(EXERCISE BRIEF) Pick out each line of the records below that contains the word "query" and copy those lines.

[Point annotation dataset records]
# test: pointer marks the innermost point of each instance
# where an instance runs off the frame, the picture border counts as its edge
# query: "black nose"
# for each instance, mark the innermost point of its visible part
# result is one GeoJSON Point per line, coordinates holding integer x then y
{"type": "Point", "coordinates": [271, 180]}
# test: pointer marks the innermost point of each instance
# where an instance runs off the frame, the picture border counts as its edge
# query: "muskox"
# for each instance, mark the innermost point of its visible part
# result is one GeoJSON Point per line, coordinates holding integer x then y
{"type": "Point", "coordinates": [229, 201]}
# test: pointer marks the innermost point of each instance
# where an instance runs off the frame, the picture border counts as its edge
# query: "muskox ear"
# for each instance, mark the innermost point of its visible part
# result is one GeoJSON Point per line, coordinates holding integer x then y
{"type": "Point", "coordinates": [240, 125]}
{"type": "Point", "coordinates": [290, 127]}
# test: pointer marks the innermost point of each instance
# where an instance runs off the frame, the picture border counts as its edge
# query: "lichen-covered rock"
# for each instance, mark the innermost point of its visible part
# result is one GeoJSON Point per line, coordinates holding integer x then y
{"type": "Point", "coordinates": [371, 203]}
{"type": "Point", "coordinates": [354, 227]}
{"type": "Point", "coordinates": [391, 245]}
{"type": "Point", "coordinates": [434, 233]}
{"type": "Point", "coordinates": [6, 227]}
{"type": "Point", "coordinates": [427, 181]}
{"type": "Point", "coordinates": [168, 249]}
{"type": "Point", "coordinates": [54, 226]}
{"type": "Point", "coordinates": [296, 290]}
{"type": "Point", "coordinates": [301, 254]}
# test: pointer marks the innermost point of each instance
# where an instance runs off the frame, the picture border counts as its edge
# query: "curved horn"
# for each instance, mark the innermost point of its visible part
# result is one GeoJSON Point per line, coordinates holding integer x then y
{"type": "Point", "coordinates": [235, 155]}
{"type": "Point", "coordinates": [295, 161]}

(ANSWER BELOW)
# query: "black nose"
# query: "muskox"
# query: "muskox ear"
# query: "lichen-covered rock"
# query: "curved horn"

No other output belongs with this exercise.